• THE EXERCISE:
Can you rewrite all the records below with "trace" swapped for "outline" throughout, keeping everything else the same and leaving the pictures out?

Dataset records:

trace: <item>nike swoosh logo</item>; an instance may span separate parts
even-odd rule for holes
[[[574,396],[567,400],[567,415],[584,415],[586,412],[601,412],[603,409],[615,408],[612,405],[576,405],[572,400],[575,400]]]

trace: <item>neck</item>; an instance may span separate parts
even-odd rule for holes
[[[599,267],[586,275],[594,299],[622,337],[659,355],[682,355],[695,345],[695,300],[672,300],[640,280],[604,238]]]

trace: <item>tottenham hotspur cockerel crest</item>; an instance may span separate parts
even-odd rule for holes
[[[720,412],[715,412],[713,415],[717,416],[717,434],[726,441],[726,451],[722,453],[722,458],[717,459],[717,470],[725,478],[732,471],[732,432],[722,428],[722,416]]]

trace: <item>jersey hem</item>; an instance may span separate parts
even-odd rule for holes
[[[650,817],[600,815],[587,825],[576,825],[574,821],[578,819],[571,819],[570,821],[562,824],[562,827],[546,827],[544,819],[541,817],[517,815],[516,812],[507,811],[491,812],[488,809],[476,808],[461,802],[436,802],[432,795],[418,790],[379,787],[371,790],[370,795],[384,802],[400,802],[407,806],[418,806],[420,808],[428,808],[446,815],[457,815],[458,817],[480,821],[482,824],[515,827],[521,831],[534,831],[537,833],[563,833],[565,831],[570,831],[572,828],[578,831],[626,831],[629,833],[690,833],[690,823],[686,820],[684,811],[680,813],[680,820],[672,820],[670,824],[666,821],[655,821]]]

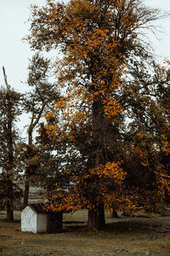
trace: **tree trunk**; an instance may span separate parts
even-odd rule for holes
[[[111,218],[119,218],[116,211],[115,211],[115,210],[112,211]]]
[[[88,230],[89,231],[98,231],[99,227],[98,211],[94,209],[88,210]]]
[[[3,67],[5,84],[7,86],[7,148],[8,148],[8,169],[7,169],[7,220],[14,220],[14,148],[13,148],[13,104],[11,99],[10,86],[7,82],[5,69]]]
[[[33,128],[32,128],[32,125],[31,124],[28,129],[28,146],[32,145],[32,132],[33,132]],[[26,177],[25,177],[24,200],[23,200],[24,207],[28,204],[28,198],[29,198],[29,192],[30,192],[30,177],[27,169],[26,170],[25,175]]]
[[[103,230],[106,226],[104,203],[99,206],[99,229]]]
[[[7,181],[7,221],[14,220],[14,195],[13,195],[13,182],[8,179]]]
[[[23,201],[23,207],[25,207],[28,204],[28,198],[29,198],[29,190],[30,190],[30,181],[26,177],[25,181],[25,189],[24,189],[24,201]]]

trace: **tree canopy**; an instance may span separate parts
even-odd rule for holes
[[[47,113],[47,132],[80,160],[63,170],[69,190],[55,182],[49,206],[88,208],[89,228],[99,226],[104,205],[130,210],[143,189],[156,197],[169,189],[160,160],[169,154],[169,108],[162,99],[169,63],[157,65],[144,39],[160,17],[138,0],[48,0],[32,9],[31,47],[63,56],[55,63],[62,97]]]

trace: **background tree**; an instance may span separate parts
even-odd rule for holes
[[[47,115],[48,120],[55,119],[46,127],[48,136],[57,142],[72,143],[83,160],[81,168],[78,165],[71,175],[71,189],[62,189],[59,181],[49,199],[54,209],[88,208],[89,229],[99,228],[104,204],[109,209],[113,204],[122,208],[136,204],[122,168],[123,127],[128,112],[134,119],[133,114],[139,107],[144,108],[147,98],[149,84],[143,95],[141,79],[139,76],[139,83],[136,83],[133,70],[144,56],[145,61],[151,59],[141,34],[144,28],[151,29],[151,21],[159,16],[157,10],[144,8],[137,0],[70,1],[66,4],[48,1],[45,8],[32,9],[31,47],[59,49],[63,54],[56,67],[58,87],[65,91]],[[134,84],[129,83],[129,93],[125,83],[128,73],[129,79],[135,78]],[[131,137],[131,144],[132,141]],[[68,172],[69,168],[65,172]]]
[[[0,90],[0,170],[1,170],[1,204],[7,209],[7,220],[14,219],[14,203],[20,195],[17,184],[16,155],[19,142],[15,124],[21,113],[21,95],[10,88],[5,68],[3,67],[5,88]]]
[[[51,68],[50,61],[38,53],[33,55],[28,67],[27,84],[31,90],[26,94],[24,102],[25,111],[31,115],[27,129],[28,143],[23,145],[26,160],[24,205],[28,203],[30,179],[36,172],[36,166],[32,163],[37,154],[33,133],[41,118],[59,98],[54,84],[48,81]]]

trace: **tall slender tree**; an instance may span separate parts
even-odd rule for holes
[[[122,169],[122,132],[128,112],[135,113],[144,96],[142,90],[137,94],[140,83],[130,83],[131,94],[125,82],[144,56],[151,59],[142,34],[159,17],[158,10],[138,0],[49,0],[44,8],[32,9],[31,47],[63,54],[56,66],[58,86],[65,90],[47,115],[56,120],[47,125],[48,135],[71,142],[83,160],[72,172],[72,189],[60,190],[59,182],[51,205],[88,208],[89,229],[98,229],[99,219],[105,222],[104,204],[108,208],[135,204],[133,193],[128,195],[123,184],[128,173]],[[144,93],[149,89],[146,85]]]
[[[28,203],[30,179],[34,174],[34,165],[31,164],[31,158],[36,154],[33,134],[43,114],[54,106],[59,98],[54,84],[48,81],[51,72],[50,61],[48,59],[44,59],[40,54],[36,53],[30,62],[28,70],[27,84],[31,89],[26,94],[24,102],[25,111],[30,114],[30,124],[27,129],[28,143],[27,145],[23,145],[27,148],[24,205]]]
[[[0,169],[1,182],[3,183],[3,205],[7,209],[7,220],[14,219],[14,201],[17,178],[15,147],[19,136],[15,126],[20,114],[21,95],[11,89],[8,83],[5,68],[3,67],[5,88],[0,90]]]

• SOLUTION TO THIS EXERCISE:
outline: <item>nike swoosh logo</item>; an instance may span separate parts
even-odd rule for holes
[[[574,396],[567,400],[567,415],[584,415],[586,412],[601,412],[603,409],[615,408],[612,405],[576,405],[572,400],[575,400]]]

outline: <item>neck</item>; an instance may span separate parts
even-odd rule for holes
[[[599,267],[586,275],[594,299],[622,337],[659,355],[682,355],[695,345],[695,300],[672,300],[640,280],[604,238]]]

outline: <item>tottenham hotspur cockerel crest</item>; an instance may span separate parts
even-odd rule for holes
[[[720,412],[715,412],[713,415],[717,416],[717,434],[726,441],[726,451],[722,453],[722,458],[717,459],[717,470],[725,478],[732,471],[732,432],[722,428],[722,416]]]

outline: <item>jersey hem</item>; an instance may span separate parts
even-odd rule for holes
[[[650,817],[600,815],[587,825],[576,825],[574,821],[578,819],[571,819],[570,821],[562,824],[562,827],[546,827],[544,819],[541,817],[517,815],[516,812],[507,811],[491,812],[488,809],[476,808],[461,802],[436,802],[432,795],[418,790],[379,787],[371,790],[370,795],[384,802],[400,802],[407,806],[418,806],[420,808],[428,808],[446,815],[457,815],[458,817],[480,821],[482,824],[515,827],[521,831],[534,831],[537,833],[563,833],[565,831],[570,831],[572,828],[578,831],[626,831],[629,833],[690,833],[690,823],[686,820],[684,811],[680,813],[680,820],[672,820],[670,824],[666,821],[655,821]]]

outline: **tree trunk**; an instance may span separate parts
even-odd rule for holes
[[[111,218],[119,218],[116,211],[115,211],[115,210],[112,211]]]
[[[88,230],[89,231],[98,231],[99,227],[98,211],[94,209],[88,210]]]
[[[3,67],[5,84],[7,86],[7,148],[8,148],[8,169],[7,169],[7,220],[14,220],[14,148],[13,148],[13,104],[11,99],[10,86],[7,82],[5,69]]]
[[[33,128],[32,128],[32,125],[31,124],[28,129],[28,146],[32,145],[32,132],[33,132]],[[26,177],[25,177],[24,200],[23,200],[24,207],[28,204],[28,198],[29,198],[29,192],[30,192],[30,177],[27,169],[26,170],[25,175]]]
[[[103,230],[106,226],[104,203],[99,206],[99,229]]]
[[[7,181],[7,221],[14,220],[14,195],[13,195],[13,182],[8,179]]]
[[[23,201],[23,207],[25,207],[28,204],[28,198],[29,198],[29,190],[30,190],[30,181],[26,177],[25,181],[25,189],[24,189],[24,201]]]

outline: **tree canopy**; an instance may span separate parts
even-odd rule for holes
[[[47,113],[47,132],[80,160],[63,170],[69,190],[55,182],[49,206],[88,208],[89,228],[99,226],[104,205],[130,210],[143,189],[156,197],[169,189],[160,160],[169,154],[169,108],[162,99],[169,63],[157,65],[144,39],[160,17],[138,0],[48,0],[32,9],[31,47],[63,56],[55,63],[62,97]]]

outline: **background tree**; an instance may span separate parts
even-odd rule for holes
[[[47,115],[48,120],[55,119],[46,127],[48,136],[57,142],[72,143],[83,160],[81,168],[78,165],[71,175],[71,189],[62,189],[59,181],[49,199],[54,209],[88,208],[89,229],[99,228],[104,204],[109,209],[113,204],[122,208],[136,204],[122,168],[123,127],[128,112],[134,119],[133,114],[139,107],[144,108],[147,98],[149,84],[143,95],[141,79],[139,76],[139,83],[136,83],[133,70],[144,56],[145,61],[151,59],[141,34],[144,28],[151,29],[151,21],[159,16],[157,10],[144,8],[137,0],[70,1],[66,4],[48,1],[45,8],[32,9],[31,47],[59,49],[63,54],[56,67],[58,87],[65,91]],[[134,84],[129,83],[129,93],[125,83],[128,73],[129,79],[135,78]],[[131,137],[131,144],[132,141]],[[68,172],[69,168],[65,172]]]
[[[0,90],[0,170],[1,170],[1,204],[7,209],[7,220],[14,219],[14,203],[20,195],[17,184],[16,155],[19,142],[15,124],[21,113],[21,95],[10,88],[5,68],[3,67],[5,88]]]
[[[51,68],[50,61],[38,53],[33,55],[28,67],[27,84],[31,90],[26,94],[24,102],[25,111],[31,115],[27,129],[28,143],[23,145],[26,160],[24,205],[28,203],[30,179],[36,172],[36,166],[32,163],[37,154],[33,133],[41,118],[59,98],[54,84],[48,81]]]

outline: **tall slender tree**; an instance may span separate parts
even-odd rule for holes
[[[122,169],[122,132],[128,112],[135,113],[144,96],[142,90],[137,94],[140,83],[130,83],[131,94],[125,82],[144,56],[151,59],[142,34],[159,17],[158,10],[138,0],[49,0],[44,8],[32,9],[31,47],[63,54],[56,66],[58,86],[65,90],[47,115],[56,120],[47,125],[48,135],[71,142],[83,160],[72,172],[72,189],[60,190],[59,182],[51,205],[88,208],[89,229],[98,229],[99,219],[105,222],[104,204],[108,208],[135,204],[133,193],[128,195],[123,184],[128,173]],[[144,93],[149,89],[146,85]]]
[[[28,203],[30,179],[34,174],[34,165],[31,164],[31,158],[36,154],[33,134],[43,114],[54,106],[59,98],[54,84],[48,81],[51,72],[50,61],[48,59],[44,59],[40,54],[36,53],[30,62],[28,70],[27,84],[31,89],[26,94],[24,102],[25,111],[30,114],[30,124],[27,129],[28,143],[27,145],[23,145],[27,148],[24,205]]]
[[[0,169],[1,182],[3,183],[3,205],[7,209],[7,220],[14,219],[14,201],[17,178],[15,147],[19,136],[15,126],[20,114],[21,95],[11,89],[8,83],[5,68],[3,67],[5,88],[0,90]]]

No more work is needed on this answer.